── DATA LISTING ──

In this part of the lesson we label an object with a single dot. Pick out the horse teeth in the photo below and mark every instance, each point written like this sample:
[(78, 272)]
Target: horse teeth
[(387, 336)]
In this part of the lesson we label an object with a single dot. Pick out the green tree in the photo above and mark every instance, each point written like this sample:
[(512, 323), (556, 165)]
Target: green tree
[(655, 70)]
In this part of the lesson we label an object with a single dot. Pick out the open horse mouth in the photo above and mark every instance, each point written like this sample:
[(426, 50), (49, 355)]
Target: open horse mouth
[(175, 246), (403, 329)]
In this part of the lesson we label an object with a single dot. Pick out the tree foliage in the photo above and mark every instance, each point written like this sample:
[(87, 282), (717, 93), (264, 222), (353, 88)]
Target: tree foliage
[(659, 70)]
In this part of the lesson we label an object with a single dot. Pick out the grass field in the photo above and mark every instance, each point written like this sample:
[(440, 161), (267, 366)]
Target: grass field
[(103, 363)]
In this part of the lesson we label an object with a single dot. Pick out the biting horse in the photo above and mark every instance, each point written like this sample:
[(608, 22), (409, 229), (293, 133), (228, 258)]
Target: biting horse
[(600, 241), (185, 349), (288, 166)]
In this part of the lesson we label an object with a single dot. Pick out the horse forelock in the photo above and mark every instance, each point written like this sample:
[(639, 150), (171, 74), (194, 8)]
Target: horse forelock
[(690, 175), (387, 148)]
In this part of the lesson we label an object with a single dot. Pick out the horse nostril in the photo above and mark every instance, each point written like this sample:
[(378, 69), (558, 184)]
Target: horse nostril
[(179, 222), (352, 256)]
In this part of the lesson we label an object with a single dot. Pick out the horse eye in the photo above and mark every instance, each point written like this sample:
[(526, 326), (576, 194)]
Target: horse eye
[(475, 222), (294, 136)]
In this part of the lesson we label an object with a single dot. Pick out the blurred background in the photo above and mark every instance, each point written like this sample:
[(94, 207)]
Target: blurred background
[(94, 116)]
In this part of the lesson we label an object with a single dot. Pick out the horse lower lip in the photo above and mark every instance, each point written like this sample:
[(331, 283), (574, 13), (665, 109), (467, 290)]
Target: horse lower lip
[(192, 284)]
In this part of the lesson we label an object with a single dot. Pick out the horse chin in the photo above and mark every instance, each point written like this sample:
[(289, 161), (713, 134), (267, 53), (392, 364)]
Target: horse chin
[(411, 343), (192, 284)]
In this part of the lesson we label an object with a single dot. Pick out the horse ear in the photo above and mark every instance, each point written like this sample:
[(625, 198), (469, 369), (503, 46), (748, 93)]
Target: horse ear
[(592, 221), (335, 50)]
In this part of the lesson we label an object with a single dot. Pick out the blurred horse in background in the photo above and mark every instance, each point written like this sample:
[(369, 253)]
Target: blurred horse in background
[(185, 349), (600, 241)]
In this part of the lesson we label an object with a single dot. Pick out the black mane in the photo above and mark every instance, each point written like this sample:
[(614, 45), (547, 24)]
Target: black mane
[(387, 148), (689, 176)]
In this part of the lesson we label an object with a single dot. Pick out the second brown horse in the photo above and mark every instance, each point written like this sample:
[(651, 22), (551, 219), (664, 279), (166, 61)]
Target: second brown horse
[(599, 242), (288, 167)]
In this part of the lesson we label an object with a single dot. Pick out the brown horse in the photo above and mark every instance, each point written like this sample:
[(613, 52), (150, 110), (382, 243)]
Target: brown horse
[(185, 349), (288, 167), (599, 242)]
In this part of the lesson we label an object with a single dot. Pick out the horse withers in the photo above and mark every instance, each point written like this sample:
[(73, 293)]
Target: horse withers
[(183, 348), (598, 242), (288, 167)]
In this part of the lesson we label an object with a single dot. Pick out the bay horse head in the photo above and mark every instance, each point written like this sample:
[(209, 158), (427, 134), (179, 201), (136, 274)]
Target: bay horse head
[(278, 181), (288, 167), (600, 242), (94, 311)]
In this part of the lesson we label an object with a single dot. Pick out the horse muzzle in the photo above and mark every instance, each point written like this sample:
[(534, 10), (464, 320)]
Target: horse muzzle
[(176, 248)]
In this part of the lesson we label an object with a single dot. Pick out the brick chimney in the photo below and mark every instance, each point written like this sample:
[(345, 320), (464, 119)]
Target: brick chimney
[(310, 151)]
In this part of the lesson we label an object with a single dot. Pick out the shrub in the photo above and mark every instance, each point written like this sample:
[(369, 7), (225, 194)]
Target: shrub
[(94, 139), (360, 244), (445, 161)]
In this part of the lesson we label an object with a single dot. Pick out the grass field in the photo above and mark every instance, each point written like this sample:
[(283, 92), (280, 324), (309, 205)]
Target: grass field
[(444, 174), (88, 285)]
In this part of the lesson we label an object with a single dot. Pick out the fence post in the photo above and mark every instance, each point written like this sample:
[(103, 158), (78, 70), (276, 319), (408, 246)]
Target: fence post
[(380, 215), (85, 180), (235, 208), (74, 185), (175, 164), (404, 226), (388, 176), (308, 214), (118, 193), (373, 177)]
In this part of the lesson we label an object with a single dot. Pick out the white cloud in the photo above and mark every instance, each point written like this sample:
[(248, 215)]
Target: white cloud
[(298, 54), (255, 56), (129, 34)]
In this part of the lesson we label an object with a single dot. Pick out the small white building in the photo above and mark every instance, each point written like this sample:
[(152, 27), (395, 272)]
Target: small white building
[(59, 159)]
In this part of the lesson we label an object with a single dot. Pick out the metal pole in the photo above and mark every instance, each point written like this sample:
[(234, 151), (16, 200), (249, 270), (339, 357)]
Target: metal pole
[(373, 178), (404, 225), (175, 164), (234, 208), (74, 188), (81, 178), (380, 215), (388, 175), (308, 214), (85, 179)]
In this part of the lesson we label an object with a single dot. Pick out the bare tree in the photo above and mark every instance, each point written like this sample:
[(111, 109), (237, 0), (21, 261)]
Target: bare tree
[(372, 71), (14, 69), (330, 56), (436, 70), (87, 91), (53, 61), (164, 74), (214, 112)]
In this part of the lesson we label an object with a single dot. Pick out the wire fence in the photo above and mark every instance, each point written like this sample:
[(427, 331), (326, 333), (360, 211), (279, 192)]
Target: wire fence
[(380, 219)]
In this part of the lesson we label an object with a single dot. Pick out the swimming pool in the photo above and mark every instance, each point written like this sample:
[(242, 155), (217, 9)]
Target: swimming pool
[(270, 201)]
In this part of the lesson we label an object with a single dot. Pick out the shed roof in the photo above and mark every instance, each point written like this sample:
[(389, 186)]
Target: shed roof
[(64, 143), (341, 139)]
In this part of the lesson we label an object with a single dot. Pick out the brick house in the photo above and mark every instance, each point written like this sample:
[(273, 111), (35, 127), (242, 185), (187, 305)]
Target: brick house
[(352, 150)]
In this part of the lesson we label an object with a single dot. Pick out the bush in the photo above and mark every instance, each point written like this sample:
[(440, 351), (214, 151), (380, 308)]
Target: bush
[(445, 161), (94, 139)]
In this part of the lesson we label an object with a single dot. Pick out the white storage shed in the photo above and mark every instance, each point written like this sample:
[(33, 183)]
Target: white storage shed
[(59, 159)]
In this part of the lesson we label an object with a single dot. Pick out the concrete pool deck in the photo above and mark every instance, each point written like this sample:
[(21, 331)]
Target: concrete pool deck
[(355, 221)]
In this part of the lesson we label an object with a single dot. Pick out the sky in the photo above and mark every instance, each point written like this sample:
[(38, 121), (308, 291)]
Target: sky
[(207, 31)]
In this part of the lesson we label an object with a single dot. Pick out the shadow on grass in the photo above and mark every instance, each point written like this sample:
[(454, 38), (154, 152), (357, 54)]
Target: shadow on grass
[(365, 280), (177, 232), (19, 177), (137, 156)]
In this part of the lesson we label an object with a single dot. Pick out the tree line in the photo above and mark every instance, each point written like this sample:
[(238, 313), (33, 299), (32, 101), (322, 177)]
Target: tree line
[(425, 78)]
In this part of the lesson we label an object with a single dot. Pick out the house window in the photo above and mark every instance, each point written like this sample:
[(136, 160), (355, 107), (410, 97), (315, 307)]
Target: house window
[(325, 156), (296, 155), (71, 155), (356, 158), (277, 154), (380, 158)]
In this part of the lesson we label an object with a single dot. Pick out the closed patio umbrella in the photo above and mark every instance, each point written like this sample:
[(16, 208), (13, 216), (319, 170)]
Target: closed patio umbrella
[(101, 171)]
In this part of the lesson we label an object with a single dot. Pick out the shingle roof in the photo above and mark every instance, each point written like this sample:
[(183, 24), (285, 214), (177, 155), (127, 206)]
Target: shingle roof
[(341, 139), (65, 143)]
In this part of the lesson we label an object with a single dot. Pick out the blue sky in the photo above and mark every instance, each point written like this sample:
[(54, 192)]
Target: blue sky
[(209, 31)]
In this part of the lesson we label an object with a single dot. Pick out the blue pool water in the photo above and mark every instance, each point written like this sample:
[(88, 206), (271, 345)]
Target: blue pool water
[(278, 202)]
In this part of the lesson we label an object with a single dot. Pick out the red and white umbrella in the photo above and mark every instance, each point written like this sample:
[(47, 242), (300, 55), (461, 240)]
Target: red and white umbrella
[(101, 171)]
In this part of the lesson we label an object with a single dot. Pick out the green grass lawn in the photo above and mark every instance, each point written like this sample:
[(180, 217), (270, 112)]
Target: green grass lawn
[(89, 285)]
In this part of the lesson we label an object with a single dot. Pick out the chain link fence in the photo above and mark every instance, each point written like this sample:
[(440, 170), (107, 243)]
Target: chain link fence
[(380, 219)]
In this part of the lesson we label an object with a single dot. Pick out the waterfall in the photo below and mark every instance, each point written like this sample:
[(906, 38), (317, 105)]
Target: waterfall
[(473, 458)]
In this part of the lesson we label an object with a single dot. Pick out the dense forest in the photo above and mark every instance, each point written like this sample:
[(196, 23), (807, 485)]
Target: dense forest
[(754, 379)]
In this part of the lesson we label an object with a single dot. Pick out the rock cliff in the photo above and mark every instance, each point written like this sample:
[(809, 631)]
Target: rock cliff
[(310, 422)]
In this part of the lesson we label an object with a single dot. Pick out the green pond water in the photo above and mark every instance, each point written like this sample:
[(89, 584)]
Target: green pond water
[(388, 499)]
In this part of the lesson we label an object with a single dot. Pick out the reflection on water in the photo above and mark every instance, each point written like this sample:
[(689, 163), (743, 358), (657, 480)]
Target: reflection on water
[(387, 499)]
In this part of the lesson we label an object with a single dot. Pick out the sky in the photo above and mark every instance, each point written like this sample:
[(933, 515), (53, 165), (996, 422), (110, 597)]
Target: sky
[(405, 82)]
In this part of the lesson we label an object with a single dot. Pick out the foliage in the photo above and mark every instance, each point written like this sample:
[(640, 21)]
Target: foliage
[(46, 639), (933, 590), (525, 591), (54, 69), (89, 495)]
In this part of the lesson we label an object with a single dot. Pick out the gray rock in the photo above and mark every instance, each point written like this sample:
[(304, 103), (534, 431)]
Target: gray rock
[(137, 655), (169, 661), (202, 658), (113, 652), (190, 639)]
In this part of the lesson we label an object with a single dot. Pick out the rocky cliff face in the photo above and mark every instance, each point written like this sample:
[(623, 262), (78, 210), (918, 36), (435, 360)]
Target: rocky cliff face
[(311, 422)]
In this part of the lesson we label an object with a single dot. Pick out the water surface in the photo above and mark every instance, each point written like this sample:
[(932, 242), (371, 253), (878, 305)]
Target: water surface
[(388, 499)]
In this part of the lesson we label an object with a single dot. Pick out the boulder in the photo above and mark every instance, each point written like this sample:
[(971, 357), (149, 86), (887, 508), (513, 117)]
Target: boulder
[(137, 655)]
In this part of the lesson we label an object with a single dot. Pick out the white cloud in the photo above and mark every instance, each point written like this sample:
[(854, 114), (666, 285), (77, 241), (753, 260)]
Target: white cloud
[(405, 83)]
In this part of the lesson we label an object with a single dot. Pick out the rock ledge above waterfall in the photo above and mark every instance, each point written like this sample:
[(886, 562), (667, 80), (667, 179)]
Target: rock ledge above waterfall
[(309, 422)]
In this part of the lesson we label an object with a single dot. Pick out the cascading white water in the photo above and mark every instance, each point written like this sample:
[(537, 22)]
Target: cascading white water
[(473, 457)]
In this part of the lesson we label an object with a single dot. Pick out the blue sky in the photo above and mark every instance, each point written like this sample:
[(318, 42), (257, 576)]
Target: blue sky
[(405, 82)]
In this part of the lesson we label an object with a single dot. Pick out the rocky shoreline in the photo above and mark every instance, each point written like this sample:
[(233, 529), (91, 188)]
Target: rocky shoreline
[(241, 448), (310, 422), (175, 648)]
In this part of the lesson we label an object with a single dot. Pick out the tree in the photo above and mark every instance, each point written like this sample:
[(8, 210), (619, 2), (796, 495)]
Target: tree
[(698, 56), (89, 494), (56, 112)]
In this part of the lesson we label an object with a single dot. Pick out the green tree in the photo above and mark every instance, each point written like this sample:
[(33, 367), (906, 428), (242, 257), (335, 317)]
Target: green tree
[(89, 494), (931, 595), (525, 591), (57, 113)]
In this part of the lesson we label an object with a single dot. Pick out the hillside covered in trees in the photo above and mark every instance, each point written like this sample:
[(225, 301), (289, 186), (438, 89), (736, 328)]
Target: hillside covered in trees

───

• [WHAT THE TASK ASKS]
Write out the material again, from the line holding "out the biting" through the line holding "[(475, 222), (294, 136)]", inclusive, and give only those lines. Leave the requests and their format samples unchanged, but multiply every coordinate in the answers by 0.85 and round each to a whole number, with halves rounding up.

• [COMPLETE ANSWER]
In this part of the lesson we label an object with a single dot. Pick out the biting horse in the photo above and mark every instance, each point written like this sample:
[(608, 22), (409, 229), (293, 133), (228, 258)]
Target: biting horse
[(510, 205), (157, 297), (245, 141)]
In this part of the lesson we label an object with a single dot. Pick out the horse forelock in the photo above and mark every instance, each point written like this sample:
[(639, 150), (171, 74), (194, 8)]
Target: horse forelock
[(587, 149), (329, 126)]
In this part of the lesson we label an object with a single dot. Pick out the horse nostril in the photo above and mark every instance, each point written like this sample:
[(378, 69), (558, 184)]
Target: horse nostril
[(152, 189), (299, 218)]
In this part of the lesson we label an object with a single dot. Pick out the horse eye in the photo above and mark every instance, each point written like this sample:
[(526, 326), (576, 194)]
Target: horse eye
[(404, 189), (250, 116)]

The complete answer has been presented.